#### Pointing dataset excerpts
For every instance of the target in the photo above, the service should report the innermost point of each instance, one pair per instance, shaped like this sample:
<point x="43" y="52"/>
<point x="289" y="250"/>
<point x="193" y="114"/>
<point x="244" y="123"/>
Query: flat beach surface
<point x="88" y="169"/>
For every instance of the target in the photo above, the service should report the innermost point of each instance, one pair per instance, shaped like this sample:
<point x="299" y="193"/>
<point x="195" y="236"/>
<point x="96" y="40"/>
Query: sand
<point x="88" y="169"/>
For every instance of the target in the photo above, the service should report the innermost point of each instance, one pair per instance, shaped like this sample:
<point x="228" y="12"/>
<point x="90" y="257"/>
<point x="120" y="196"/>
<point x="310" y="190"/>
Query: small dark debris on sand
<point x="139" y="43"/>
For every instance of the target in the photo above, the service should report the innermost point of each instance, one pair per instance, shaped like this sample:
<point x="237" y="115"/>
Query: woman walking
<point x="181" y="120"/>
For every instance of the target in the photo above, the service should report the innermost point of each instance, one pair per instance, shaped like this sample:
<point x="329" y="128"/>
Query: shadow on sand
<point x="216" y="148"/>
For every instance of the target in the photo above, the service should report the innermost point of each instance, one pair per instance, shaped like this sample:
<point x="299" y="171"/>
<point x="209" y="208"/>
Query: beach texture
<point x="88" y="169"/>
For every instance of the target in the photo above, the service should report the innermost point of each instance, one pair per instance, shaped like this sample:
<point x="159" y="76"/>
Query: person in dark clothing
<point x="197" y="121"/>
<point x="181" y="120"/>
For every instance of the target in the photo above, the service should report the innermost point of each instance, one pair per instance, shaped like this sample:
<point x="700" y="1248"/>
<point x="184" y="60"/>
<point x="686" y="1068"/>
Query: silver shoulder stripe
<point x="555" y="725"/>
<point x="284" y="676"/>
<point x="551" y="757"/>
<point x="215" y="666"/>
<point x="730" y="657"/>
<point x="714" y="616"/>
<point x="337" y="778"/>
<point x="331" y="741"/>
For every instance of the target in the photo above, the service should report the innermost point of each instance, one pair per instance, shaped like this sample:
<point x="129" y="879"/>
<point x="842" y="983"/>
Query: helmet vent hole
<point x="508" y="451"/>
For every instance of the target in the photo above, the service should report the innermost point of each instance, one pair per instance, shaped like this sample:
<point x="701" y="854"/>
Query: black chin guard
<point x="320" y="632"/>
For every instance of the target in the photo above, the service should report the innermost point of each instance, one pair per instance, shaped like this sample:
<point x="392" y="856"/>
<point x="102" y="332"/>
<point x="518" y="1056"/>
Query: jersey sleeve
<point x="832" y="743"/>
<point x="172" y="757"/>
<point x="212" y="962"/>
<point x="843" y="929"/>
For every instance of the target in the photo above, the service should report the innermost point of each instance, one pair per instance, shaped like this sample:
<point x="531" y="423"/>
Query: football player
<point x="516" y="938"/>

#### GIVEN EXERCISE
Reproduce each entry from the records above, character for character.

#### OUTPUT OF THE EXERCISE
For every instance of the target in the photo above, the service should report the innermost point of each instance, one pair per instance, shaped like this sample:
<point x="43" y="52"/>
<point x="289" y="250"/>
<point x="193" y="114"/>
<point x="244" y="123"/>
Query: flat beach surface
<point x="88" y="169"/>
For every instance of the target in the photo above, the service should report the innermost point of each instance, one pair per instance, shaped like this sample:
<point x="299" y="193"/>
<point x="195" y="236"/>
<point x="96" y="40"/>
Query: sand
<point x="88" y="169"/>
For every instance of the target in the photo above, the service should report the innermost point of each instance, one pair per instance, shaped like this sample:
<point x="228" y="12"/>
<point x="90" y="257"/>
<point x="120" y="196"/>
<point x="310" y="190"/>
Query: small dark debris on sand
<point x="139" y="43"/>
For every instance of the target in the photo above, the service should report the innermost point of each instance, one pair per instance, shaped like this sample:
<point x="237" y="115"/>
Query: woman walking
<point x="181" y="120"/>
For every instance of the target in the photo above, the service should report the innermost point of each instance, one pair per instance, shaped like this sample:
<point x="329" y="128"/>
Query: shadow on sand
<point x="216" y="148"/>
For every instance of the target in the photo above, the service should report the innermost point of each instance, one pair per instance, shaped like this sample:
<point x="299" y="171"/>
<point x="209" y="208"/>
Query: beach texture
<point x="88" y="169"/>
For every instance of the target in the photo above, the service should report the innermost point of each instance, one pair per instance, shaped like this sample:
<point x="159" y="76"/>
Query: person in dark clothing
<point x="197" y="121"/>
<point x="181" y="120"/>
For every instance of the target in the photo above, the service should report the innermost point of each instance, one pair per instance, shaped like this sample:
<point x="700" y="1248"/>
<point x="184" y="60"/>
<point x="686" y="1068"/>
Query: silver shoulder stripe
<point x="555" y="725"/>
<point x="284" y="676"/>
<point x="551" y="757"/>
<point x="215" y="666"/>
<point x="730" y="657"/>
<point x="714" y="616"/>
<point x="337" y="778"/>
<point x="331" y="741"/>
For every instance of the target in the photo above, the service should report the innermost point of each instance, one pair per instance, shaped like this sample:
<point x="129" y="879"/>
<point x="842" y="983"/>
Query: helmet vent hole
<point x="508" y="451"/>
For every instance of the target in the photo above, the service should report the innermost point of each instance, one pair per instance, shaped like this sample:
<point x="701" y="854"/>
Query: black chin guard
<point x="320" y="632"/>
For every instance of the target in the photo above, the service should report the innermost point of each instance, one pair per instance, shaped like this sample:
<point x="392" y="856"/>
<point x="102" y="332"/>
<point x="518" y="1056"/>
Query: jersey sleeve
<point x="832" y="743"/>
<point x="172" y="757"/>
<point x="212" y="962"/>
<point x="843" y="929"/>
For every instance of the target in the photo above, the service should report the innermost point of each instance, one pair per instance, shaped like this sample:
<point x="531" y="423"/>
Query: football player
<point x="516" y="938"/>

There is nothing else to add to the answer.